(Saved entries)

++++++++++

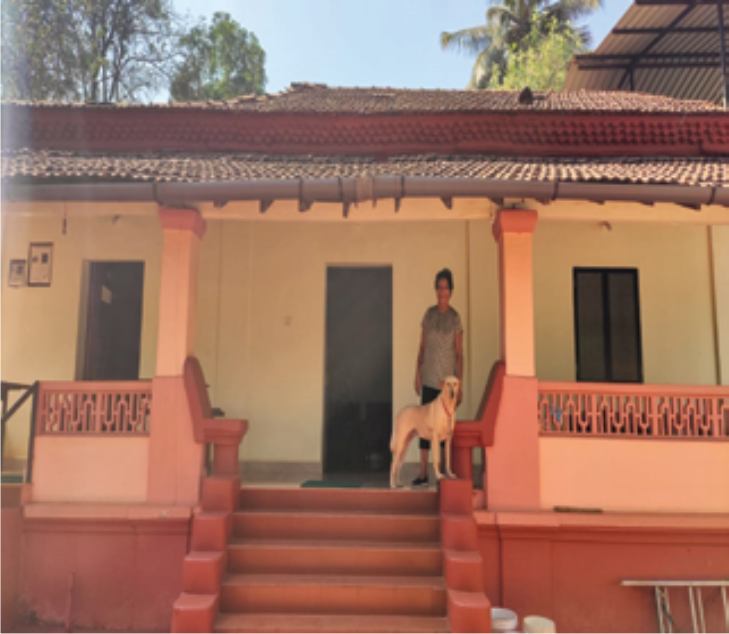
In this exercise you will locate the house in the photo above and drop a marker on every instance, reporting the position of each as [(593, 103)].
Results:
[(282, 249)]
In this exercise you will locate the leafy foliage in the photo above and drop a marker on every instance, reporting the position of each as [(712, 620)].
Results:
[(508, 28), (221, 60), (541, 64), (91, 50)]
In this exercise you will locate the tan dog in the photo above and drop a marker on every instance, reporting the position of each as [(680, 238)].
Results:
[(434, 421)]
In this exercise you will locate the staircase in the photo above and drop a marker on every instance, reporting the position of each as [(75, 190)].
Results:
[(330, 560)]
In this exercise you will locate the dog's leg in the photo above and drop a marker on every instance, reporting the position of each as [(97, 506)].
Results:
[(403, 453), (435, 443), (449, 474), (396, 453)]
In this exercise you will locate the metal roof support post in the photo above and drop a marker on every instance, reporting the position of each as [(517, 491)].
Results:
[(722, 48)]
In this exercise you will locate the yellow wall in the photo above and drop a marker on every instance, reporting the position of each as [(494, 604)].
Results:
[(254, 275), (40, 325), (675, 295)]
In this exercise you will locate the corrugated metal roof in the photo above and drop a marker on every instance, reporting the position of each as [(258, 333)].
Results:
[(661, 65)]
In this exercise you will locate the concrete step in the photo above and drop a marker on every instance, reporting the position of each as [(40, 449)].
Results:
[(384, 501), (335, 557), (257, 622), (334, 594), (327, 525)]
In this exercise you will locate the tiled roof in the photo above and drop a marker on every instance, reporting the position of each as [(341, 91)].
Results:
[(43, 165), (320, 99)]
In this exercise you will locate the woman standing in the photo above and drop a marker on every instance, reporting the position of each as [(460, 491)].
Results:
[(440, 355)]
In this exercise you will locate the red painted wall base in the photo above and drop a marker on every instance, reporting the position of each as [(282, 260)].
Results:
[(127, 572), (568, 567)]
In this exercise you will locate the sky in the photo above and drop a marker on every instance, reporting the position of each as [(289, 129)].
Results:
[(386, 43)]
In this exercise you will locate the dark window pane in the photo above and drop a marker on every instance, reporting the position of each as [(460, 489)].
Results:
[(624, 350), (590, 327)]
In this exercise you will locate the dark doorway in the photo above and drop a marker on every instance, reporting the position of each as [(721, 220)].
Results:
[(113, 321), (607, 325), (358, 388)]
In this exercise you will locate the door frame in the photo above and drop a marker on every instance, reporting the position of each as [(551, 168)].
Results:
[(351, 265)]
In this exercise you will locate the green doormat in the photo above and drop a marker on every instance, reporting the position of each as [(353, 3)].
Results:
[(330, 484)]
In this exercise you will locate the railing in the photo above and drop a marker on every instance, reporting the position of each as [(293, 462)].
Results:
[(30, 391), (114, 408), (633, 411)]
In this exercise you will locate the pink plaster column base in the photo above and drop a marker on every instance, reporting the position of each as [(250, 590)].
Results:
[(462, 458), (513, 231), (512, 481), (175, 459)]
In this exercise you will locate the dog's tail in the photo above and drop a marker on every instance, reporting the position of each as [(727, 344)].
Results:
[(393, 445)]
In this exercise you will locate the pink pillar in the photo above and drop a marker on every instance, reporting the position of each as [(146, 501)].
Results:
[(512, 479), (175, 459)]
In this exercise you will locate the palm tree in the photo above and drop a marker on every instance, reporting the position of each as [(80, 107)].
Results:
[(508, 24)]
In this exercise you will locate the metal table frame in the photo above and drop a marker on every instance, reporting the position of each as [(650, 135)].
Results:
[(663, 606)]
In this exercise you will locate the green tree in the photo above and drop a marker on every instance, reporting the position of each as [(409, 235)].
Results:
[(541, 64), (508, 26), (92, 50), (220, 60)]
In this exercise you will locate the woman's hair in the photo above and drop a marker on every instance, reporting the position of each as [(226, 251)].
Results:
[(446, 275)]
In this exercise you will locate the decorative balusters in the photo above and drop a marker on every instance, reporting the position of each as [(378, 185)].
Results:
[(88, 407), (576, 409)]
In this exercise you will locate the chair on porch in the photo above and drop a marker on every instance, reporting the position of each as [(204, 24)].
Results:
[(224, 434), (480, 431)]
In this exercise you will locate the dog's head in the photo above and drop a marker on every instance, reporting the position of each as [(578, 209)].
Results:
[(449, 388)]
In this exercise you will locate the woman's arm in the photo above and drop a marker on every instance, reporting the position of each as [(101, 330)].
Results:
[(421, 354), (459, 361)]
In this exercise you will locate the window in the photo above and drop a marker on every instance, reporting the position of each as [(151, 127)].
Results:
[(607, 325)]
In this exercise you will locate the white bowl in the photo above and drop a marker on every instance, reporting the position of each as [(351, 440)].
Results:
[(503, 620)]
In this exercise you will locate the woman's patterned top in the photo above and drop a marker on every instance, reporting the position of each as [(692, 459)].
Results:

++++++++++

[WHAT THE TASK ASKS] For this exercise, please output exactly the lines above starting at the line with "In this exercise you will locate the concrete" and ending at the line with "In this exercise you will locate the door", ends included.

[PROBLEM SOLUTION]
In this exercise you will locate the concrete step in the photo above and drop a marker on every instance, reporting the position of each as [(40, 449)].
Results:
[(384, 501), (335, 557), (257, 622), (334, 594), (327, 525)]
In this exercise you will locate the tiled roof in the photo above and drop a marker on every instance, reporting the position of each as [(341, 91)].
Results:
[(43, 165), (320, 99)]
In this exercise you will locate the woman standing in the photo above and drop a marker on every instance, reporting the position of each as [(460, 491)].
Results:
[(440, 355)]
In this exercise you will locate the red painted wall base in the photo above and drop a marker on every instance, reporting the position of each as [(282, 260)].
Results:
[(127, 572), (568, 567)]
In this exercise you will locate the sky in the photo above and drop a marker on every instance, reporting the position of each as [(289, 129)].
Results:
[(386, 43)]
In this exercise you will locate the dark window pane in the photo above and drop a marker on every instance, reporting the position of each as [(460, 489)].
Results:
[(624, 350), (590, 327)]
In this exercise you will locate the dark doorway in the photo above and drop a marker on every instance, reporting the position of each as [(721, 220)].
Results:
[(113, 321), (607, 325), (358, 388)]
In this exercise you will locate the door frame in the photo above and drop a marker on every instance, reporting the position of each as [(551, 168)].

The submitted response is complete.